*Arbeitsauftrag A*: Nach welchem System unterscheidet man die Symptome, die im Textauszug über Angststörungen aufgeführt werden?
*Arbeitsauftrag B*: Schreibe im Textauszug über Angststörungen den Abschnitt von "Der einzige Ausweg" bis einschließlich "es soweit ist?" neu und ersetze dabei "Betriebe" durch "Unternehmen".
*Arbeitsauftrag C*: Führe den Textauszug über Angststörungen nach seinem letzten Satz weiter.

*Vorliegender Textauszug*:
⁂

Die Folge sind Angststörung

 

Aus eigener Erfahrung kann ich feststellen, dass Angststörungen der Ausgangspunkt einer Kette von stressfördernden Fehlentwicklungen bei der Leistungserbringung ist. In der Schleife zwischen "Nicht-wahrhaben-wollen" und "denen zeige ich´s" verliert der Betroffene im Laufe der Zeit die Übersicht über seine tatsächliche Leistungsfähigkeit und rennt direkt auf den Abgrund zu, ohne es wirklich zu merken.

Der einzige Ausweg ist hier oft der totale Ausstieg, auch wenn er mit finanziellen und anderen Konsequenzen verbunden ist. Es geht dann um´s Überleben. Betriebe tragen hierbei eine sehr große Verantwortung gegenüber dem Mitarbeiter, der sie aber in den seltensten Fällen gerecht werden.

 

Wie erkennt man, wenn es soweit ist?

 

In der Medizin unterscheidet man folgende Symptome (nach DSM IV):

  • Übermäßige Angst und Sorge (furchtsame Erwartung) bezüglich mehrerer Ereignisse oder Tätigkeiten (wie etwa Arbeit oder Schulleistungen), die während mindestens 6 Monaten an der Mehrzahl der Tage auftraten.

⁂

*Bereitgestellte Zeilen*:

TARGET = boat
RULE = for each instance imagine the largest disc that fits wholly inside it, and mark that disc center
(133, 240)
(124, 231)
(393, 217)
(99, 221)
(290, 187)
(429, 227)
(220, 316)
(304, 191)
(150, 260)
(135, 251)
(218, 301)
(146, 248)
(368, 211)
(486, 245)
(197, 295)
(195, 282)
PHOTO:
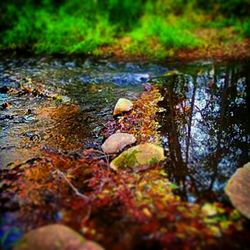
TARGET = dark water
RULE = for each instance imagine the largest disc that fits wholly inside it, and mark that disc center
(204, 119)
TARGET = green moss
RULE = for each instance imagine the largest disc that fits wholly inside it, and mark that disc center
(156, 28)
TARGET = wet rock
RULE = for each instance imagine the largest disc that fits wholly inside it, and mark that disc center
(91, 245)
(143, 154)
(55, 237)
(116, 142)
(122, 105)
(238, 190)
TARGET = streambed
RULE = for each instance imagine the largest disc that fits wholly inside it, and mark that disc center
(63, 105)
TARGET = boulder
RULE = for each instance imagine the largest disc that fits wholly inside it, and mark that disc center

⁂

*Antwort A*: Nach DSM IV.

*Antwort B*:
Der einzige Ausweg ist hier oft der totale Ausstieg, auch wenn er mit finanziellen und anderen Konsequenzen verbunden ist. Es geht dann um´s Überleben. Unternehmen tragen hierbei eine sehr große Verantwortung gegenüber dem Mitarbeiter, der sie aber in den seltensten Fällen gerecht werden.

 

Wie erkennt man, wenn es soweit ist?

*Antwort C*:
  • Die Person hat Schwierigkeiten, die Sorgen zu kontrollieren.

  • Die Angst und Sorge sind mit mindestens drei der folgenden 6 Symptome verbunden (wobei zumindest einige der Symptome in den vergangenen 6 Monaten an der Mehrzahl der Tage vorlagen). Bei Kindern genügt ein Symptom.

1. Ruhelosigkeit oder ständiges "auf dem Sprung sein",

2. leichte Ermüdbarkeit,

3. Konzentrationsschwierigkeiten oder Leere im Kopf,

4. Reizbarkeit,

5. Muskelspannung,

6. Schlafstörungen (Ein- und Durchschlafschwierigkeiten oder unruhiger, nicht erholsamer Schlaf).

  • Die Angst und Sorgen sind nicht auf Merkmale einer anderen psychischen Störung beschränkt, z.B. die Angst und Sorgen beziehen sich nicht darauf, eine Panikattacke zu erleben (wie bei der Panikstörung), sich in der Öffentlichkeit zu blamieren (wie bei der Sozialen Phobie), verunreinigt zu werden (wie bei Zwangsstörung), von zu Hause oder engen Angehörigen weit entfernt zu sein (wie bei Störung mit Trennungsangst), zuzunehmen (wie bei Anorexia Nervosa), viele körperliche Beschwerden zu haben (wie bei Somatisierungsstörung), oder eine ernsthafte Krankheit zu haben (wie bei Hypochondrie), und die Angst und die Sorge treten nicht ausschließlich im Verlauf einer posttraumatischen Belastungsstörung auf.

  • Die Angst, Sorge oder körperlichen Symptome verursachen in klinisch bedeutsamer Weise Leiden oder Beeinträchtigungen in sozialen, beruflichen oder anderen wichtigen Funktionsbereichen.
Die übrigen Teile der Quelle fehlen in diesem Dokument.